▶ _Named-object pointing records_
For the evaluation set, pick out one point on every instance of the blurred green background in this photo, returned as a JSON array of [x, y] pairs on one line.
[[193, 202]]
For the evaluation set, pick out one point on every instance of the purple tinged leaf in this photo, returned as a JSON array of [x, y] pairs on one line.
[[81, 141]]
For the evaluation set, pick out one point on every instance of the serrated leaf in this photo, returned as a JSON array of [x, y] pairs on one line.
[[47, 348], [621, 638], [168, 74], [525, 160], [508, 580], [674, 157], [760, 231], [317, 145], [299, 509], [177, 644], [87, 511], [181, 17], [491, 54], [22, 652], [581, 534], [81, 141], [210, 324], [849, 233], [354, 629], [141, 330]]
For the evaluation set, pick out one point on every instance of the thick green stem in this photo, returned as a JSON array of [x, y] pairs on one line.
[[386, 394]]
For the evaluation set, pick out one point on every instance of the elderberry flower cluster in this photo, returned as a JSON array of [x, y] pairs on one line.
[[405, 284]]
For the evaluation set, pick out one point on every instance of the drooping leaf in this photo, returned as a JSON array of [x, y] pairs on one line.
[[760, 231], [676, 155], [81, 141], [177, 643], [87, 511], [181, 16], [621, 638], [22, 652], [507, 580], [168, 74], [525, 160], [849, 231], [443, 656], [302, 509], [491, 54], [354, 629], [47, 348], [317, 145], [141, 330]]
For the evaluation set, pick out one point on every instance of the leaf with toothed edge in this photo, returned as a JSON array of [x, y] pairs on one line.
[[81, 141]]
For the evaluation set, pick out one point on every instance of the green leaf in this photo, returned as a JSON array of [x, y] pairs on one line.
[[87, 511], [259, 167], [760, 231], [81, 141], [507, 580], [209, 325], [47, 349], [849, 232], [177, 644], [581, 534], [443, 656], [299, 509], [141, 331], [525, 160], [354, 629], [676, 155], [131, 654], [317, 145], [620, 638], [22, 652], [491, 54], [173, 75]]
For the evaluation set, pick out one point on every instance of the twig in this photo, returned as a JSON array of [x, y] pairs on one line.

▶ _TASK DIRECTIONS_
Starting at the first line and stopping after the line that contains "629], [141, 330]]", write these lines out again with the requests included. Multiply every x and y coordinate in the answers by 2.25 and round each result to a whole number, rounding halves up.

▶ _RESULT BELOW_
For the evaluation set, pick out one point on every instance of the blurred green background in this photo, returned as a JSON array of [x, y] pairs on one line.
[[434, 455]]
For the evaluation set, pick out one point on every instance of the purple tinged leaf in this photo, returned as a JSON array of [x, y] pairs on one line.
[[182, 317]]
For the evaluation set, pick out one point on every instance of the serrated leaf in this photo, returned as a JSON array of [x, y] pairs on one line.
[[106, 783], [1397, 1436], [378, 167], [1181, 360], [1143, 1305], [1517, 353], [1710, 520], [713, 326], [673, 1145], [398, 1449], [196, 1150], [407, 38], [1105, 122], [50, 1467], [1307, 1202], [182, 317], [473, 729], [1910, 524], [797, 1415], [317, 743]]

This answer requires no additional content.